## begin RECORD EXTRACTS
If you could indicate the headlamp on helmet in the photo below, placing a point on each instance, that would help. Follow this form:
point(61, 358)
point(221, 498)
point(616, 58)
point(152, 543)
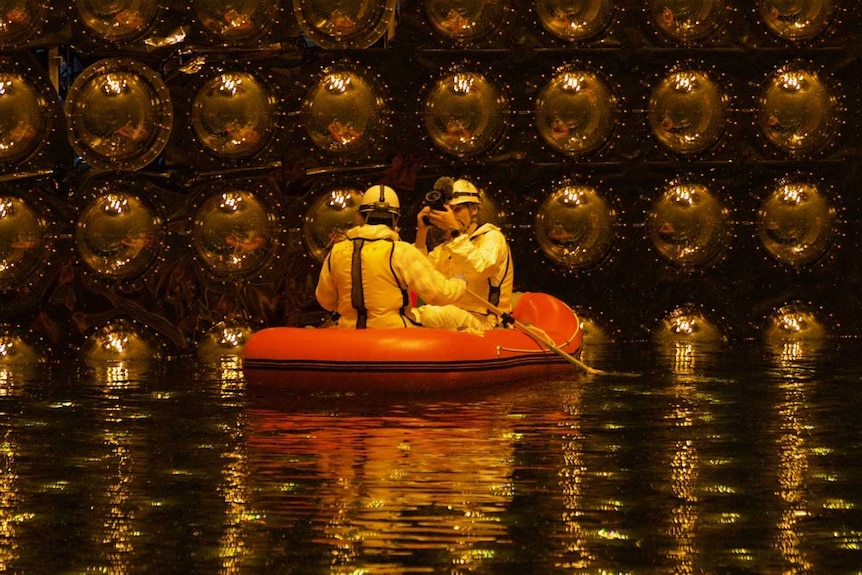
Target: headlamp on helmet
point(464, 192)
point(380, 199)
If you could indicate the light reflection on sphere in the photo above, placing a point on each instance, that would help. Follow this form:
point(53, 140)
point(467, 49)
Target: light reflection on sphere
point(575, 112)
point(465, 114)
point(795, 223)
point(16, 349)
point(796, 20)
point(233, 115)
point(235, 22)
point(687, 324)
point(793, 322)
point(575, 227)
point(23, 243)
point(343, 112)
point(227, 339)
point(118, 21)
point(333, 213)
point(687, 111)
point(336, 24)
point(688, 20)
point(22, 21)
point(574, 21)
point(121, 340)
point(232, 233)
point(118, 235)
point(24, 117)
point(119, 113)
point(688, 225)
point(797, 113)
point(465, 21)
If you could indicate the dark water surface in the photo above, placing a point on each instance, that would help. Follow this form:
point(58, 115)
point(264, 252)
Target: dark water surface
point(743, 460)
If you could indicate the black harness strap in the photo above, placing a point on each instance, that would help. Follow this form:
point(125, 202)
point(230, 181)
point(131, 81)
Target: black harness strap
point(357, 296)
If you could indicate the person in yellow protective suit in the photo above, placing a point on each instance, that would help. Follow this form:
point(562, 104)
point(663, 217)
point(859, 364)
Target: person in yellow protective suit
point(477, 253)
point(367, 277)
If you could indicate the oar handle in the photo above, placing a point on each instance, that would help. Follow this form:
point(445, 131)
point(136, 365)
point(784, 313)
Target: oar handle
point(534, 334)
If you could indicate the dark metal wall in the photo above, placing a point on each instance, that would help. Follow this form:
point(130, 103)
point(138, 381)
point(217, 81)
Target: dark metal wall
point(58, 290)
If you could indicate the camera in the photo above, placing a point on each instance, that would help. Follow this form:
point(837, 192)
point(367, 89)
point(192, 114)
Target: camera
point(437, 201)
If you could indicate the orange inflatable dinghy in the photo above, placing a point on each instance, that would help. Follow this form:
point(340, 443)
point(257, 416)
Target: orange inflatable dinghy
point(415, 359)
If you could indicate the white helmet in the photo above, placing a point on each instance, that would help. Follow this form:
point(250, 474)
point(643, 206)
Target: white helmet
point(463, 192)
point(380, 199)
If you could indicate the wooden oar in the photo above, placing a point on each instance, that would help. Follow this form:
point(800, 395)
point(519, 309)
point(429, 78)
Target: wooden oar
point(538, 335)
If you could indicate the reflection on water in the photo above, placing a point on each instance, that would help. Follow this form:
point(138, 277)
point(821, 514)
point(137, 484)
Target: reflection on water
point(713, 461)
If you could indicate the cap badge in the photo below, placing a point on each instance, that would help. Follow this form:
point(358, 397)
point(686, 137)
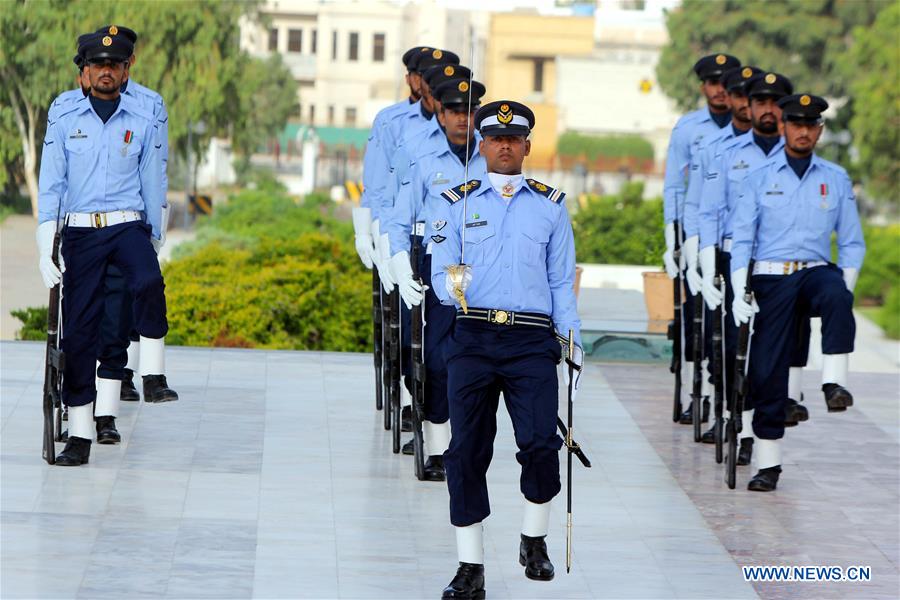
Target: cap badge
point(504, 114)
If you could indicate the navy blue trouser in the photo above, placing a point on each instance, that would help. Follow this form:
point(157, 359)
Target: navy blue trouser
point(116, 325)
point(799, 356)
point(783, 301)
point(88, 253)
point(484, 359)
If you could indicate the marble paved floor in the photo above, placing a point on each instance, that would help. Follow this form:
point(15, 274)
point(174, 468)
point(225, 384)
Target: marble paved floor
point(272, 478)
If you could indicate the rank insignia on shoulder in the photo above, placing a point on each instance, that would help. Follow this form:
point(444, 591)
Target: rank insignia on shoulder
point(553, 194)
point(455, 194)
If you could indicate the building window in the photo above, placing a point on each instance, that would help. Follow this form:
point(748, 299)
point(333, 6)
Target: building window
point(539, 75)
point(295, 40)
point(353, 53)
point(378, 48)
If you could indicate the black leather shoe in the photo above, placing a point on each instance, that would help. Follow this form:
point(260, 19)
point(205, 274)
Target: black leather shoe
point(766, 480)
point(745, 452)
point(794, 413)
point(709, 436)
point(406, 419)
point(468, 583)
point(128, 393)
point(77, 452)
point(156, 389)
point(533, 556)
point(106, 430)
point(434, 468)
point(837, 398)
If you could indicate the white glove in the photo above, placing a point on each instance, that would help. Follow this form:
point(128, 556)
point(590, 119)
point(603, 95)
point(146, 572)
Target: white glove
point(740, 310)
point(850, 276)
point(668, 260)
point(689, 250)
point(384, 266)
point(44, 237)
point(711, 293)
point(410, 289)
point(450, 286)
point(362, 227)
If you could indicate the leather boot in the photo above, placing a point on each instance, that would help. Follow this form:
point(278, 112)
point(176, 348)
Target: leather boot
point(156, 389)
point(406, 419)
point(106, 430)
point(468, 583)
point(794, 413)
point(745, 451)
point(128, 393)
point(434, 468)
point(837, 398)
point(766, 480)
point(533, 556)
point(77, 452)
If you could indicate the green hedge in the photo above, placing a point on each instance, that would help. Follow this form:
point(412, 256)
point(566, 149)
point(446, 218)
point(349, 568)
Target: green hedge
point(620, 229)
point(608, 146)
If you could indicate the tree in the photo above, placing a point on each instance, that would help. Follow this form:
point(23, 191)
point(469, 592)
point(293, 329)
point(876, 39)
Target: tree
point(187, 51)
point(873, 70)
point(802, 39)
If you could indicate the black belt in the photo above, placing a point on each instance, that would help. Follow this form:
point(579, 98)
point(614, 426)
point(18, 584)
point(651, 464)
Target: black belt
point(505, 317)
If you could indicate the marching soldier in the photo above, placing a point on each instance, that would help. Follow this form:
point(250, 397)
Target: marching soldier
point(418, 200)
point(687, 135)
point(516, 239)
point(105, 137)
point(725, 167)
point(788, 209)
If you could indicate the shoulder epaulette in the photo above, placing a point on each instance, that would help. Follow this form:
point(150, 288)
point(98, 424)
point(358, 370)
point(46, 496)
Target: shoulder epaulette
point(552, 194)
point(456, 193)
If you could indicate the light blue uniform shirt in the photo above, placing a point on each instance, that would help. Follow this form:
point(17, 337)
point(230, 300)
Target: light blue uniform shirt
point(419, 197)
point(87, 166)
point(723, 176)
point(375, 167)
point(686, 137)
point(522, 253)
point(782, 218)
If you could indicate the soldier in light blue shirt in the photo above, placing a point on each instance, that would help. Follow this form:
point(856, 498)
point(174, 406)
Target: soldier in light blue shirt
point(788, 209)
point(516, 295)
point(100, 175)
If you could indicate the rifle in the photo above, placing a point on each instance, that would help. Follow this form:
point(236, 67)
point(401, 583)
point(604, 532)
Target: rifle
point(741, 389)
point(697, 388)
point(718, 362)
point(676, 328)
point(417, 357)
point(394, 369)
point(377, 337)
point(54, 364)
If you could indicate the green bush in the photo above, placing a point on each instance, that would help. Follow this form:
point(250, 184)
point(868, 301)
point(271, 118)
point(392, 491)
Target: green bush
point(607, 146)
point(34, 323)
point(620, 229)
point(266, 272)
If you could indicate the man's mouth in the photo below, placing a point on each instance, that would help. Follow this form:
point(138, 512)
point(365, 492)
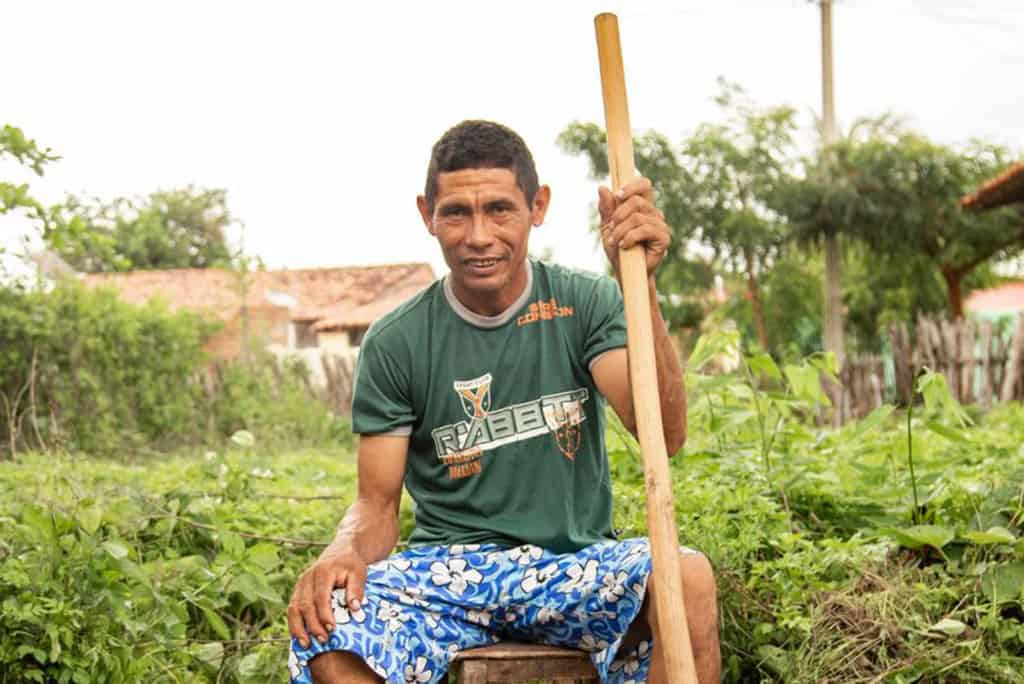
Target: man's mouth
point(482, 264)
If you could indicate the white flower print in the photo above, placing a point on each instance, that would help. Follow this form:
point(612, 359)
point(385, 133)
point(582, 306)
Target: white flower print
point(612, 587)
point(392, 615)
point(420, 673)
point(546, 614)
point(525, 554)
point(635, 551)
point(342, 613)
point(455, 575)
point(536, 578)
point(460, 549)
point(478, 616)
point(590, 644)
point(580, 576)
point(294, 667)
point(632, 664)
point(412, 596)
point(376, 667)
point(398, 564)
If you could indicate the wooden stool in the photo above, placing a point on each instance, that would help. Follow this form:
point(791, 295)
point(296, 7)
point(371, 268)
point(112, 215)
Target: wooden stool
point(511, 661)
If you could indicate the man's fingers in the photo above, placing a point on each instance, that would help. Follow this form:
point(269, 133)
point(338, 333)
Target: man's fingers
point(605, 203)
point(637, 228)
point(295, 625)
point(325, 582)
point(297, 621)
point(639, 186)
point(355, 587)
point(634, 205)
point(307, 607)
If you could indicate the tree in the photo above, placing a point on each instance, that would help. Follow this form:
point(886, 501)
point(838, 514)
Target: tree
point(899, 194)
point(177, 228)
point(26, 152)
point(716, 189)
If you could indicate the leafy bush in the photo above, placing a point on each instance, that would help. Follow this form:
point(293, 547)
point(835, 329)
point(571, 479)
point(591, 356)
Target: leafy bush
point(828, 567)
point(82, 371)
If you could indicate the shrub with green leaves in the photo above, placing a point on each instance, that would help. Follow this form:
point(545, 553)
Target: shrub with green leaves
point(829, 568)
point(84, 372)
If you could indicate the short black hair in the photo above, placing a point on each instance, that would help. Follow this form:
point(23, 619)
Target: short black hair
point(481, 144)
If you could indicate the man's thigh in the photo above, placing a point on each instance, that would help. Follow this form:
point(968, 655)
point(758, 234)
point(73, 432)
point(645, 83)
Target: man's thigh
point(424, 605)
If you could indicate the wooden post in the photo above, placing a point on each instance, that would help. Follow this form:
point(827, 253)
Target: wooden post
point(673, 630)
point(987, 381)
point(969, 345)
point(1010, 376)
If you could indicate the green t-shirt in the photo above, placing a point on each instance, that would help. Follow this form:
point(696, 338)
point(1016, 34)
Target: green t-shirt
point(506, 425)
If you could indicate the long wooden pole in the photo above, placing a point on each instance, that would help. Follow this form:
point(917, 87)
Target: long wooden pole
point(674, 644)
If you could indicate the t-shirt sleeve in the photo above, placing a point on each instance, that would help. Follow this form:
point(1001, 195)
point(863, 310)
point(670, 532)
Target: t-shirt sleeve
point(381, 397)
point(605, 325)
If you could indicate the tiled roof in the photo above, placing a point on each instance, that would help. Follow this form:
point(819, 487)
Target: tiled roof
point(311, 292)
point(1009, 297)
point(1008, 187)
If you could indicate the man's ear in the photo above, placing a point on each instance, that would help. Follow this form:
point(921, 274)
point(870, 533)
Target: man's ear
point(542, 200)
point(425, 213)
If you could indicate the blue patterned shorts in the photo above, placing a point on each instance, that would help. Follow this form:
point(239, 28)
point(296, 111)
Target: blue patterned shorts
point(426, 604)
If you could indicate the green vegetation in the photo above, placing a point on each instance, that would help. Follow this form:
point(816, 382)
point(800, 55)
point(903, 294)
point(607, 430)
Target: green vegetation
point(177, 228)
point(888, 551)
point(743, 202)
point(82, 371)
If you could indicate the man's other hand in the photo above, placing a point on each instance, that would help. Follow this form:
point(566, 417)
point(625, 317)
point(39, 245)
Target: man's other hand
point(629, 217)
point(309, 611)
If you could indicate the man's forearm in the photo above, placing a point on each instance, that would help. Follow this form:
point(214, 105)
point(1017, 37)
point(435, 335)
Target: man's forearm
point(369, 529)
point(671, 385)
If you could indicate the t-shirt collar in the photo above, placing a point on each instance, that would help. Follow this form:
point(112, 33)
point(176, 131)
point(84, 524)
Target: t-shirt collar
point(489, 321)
## end RECORD EXTRACTS
> **GOAL OF THE EXERCISE**
Print everything from the line containing "If you could indicate the tiled" down to the line containing "point(426, 604)", both included, reproducing each line without any change.

> **FINAL ANSWER**
If you could indicate the tiled roof in the photo above, placing a point on each instance, that would help. Follow this form:
point(819, 487)
Target: tiled roof
point(311, 292)
point(1009, 297)
point(1008, 187)
If you could indicate the man's ear in the photo above, placing a point on each instance, that would help. Follow this form:
point(921, 274)
point(870, 533)
Target: man's ear
point(542, 200)
point(425, 213)
If you could indicate the blue patterned shorts in the photo above, placing a point on each instance, that would help. Follow this form:
point(239, 28)
point(296, 111)
Target: blue patterned shorts
point(426, 604)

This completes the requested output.